■ SUPPLIED RECORDS:
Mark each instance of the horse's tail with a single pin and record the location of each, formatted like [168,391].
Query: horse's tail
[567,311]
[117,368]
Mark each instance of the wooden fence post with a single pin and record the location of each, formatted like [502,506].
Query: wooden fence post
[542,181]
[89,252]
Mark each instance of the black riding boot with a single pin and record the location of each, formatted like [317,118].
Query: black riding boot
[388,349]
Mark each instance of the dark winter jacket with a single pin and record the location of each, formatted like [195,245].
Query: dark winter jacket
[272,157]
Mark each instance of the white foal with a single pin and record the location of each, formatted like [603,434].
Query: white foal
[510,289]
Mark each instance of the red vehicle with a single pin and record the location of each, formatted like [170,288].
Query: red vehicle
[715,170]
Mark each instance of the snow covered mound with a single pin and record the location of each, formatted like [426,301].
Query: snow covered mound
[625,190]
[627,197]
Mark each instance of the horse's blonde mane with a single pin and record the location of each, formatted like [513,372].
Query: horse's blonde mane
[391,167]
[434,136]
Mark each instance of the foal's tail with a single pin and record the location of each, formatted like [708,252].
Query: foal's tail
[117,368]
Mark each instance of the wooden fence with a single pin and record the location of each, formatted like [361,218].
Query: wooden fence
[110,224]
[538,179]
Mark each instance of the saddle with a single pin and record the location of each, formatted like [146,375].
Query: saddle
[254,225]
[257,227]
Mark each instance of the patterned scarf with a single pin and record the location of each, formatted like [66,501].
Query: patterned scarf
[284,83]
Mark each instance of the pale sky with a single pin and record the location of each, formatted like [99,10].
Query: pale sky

==

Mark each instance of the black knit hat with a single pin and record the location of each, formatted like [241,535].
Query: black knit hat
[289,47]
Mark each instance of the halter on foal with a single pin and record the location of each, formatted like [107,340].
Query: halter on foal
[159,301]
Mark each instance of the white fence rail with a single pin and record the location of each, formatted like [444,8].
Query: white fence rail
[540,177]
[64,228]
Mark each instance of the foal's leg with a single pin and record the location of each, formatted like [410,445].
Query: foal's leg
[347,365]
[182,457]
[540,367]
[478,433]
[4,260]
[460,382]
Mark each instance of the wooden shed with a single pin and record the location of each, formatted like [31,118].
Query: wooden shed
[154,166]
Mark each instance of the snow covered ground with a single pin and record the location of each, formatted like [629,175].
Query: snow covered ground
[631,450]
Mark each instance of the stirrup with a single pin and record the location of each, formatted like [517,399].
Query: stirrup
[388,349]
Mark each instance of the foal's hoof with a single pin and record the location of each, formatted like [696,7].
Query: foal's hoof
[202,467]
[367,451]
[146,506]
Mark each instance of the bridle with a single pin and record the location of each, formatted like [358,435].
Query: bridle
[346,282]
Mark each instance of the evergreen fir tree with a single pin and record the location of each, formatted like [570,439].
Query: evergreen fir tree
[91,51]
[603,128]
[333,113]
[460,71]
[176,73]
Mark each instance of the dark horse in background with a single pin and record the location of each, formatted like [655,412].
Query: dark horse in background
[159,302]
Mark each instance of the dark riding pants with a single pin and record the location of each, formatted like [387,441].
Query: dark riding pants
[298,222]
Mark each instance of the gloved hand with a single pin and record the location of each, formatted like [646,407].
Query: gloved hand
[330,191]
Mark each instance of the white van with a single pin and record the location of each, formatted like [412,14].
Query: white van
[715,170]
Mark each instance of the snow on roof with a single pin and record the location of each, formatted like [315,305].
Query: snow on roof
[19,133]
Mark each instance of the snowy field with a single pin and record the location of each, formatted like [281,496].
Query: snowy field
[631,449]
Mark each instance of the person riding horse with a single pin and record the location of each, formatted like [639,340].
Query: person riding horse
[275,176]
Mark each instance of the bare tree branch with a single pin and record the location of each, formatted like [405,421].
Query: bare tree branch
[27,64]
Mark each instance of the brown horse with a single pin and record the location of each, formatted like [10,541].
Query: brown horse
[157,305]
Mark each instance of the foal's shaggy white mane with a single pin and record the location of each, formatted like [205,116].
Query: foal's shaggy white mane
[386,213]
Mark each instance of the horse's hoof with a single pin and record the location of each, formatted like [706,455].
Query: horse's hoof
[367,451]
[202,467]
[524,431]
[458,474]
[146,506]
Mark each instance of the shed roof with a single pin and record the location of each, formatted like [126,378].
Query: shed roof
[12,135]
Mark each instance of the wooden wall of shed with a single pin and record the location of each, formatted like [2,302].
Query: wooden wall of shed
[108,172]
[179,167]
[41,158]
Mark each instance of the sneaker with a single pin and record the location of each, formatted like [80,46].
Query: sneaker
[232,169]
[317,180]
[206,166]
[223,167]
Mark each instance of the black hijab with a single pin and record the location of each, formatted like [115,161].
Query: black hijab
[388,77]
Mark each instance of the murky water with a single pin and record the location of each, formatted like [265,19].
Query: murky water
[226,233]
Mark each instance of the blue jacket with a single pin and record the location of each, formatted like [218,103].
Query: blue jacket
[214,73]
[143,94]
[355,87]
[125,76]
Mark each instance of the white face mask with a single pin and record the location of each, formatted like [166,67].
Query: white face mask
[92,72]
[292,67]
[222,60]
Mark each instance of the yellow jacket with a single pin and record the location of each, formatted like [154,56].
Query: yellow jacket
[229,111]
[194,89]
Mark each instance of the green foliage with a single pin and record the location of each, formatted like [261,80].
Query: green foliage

■ AIM OF THE EXERCISE: Please give an exact copy of the lines above, beginning with the line containing "Mark each instance of the snow covered ground" and running through the line containing "Mark each instance of the gloved", and of no other lines.

■ YOUR RESPONSE:
Mark each instance of the snow covered ground with a single pin and record the location of each, formatted like [629,175].
Query: snow covered ground
[631,450]
Mark each instance of the stirrup with a single pin and record the location of each, formatted like [517,399].
Query: stirrup
[388,349]
Mark each instance of the foal's hoof with a single pin and record the location of each, formatted like [696,7].
Query: foal's hoof
[202,467]
[367,451]
[146,506]
Mark each instance of the bridle with a single pin and record the location of each, formatted like [358,435].
Query: bridle
[346,282]
Mark each instance of the evergreen fir tree with a single pin and record the location of each, formatted like [570,439].
Query: evergreen fir tree
[91,51]
[603,128]
[333,113]
[460,71]
[176,73]
Mark each instance of the dark horse in background with a single pin and record the location of each, formatted like [655,412].
Query: dark horse in background
[159,302]
Mark each instance of the dark riding pants with a single pin and record the location of each, formatted like [387,441].
Query: dark riding pants
[298,222]
Mark each instance of the gloved hand with a single pin and record the location of each, formatted like [646,407].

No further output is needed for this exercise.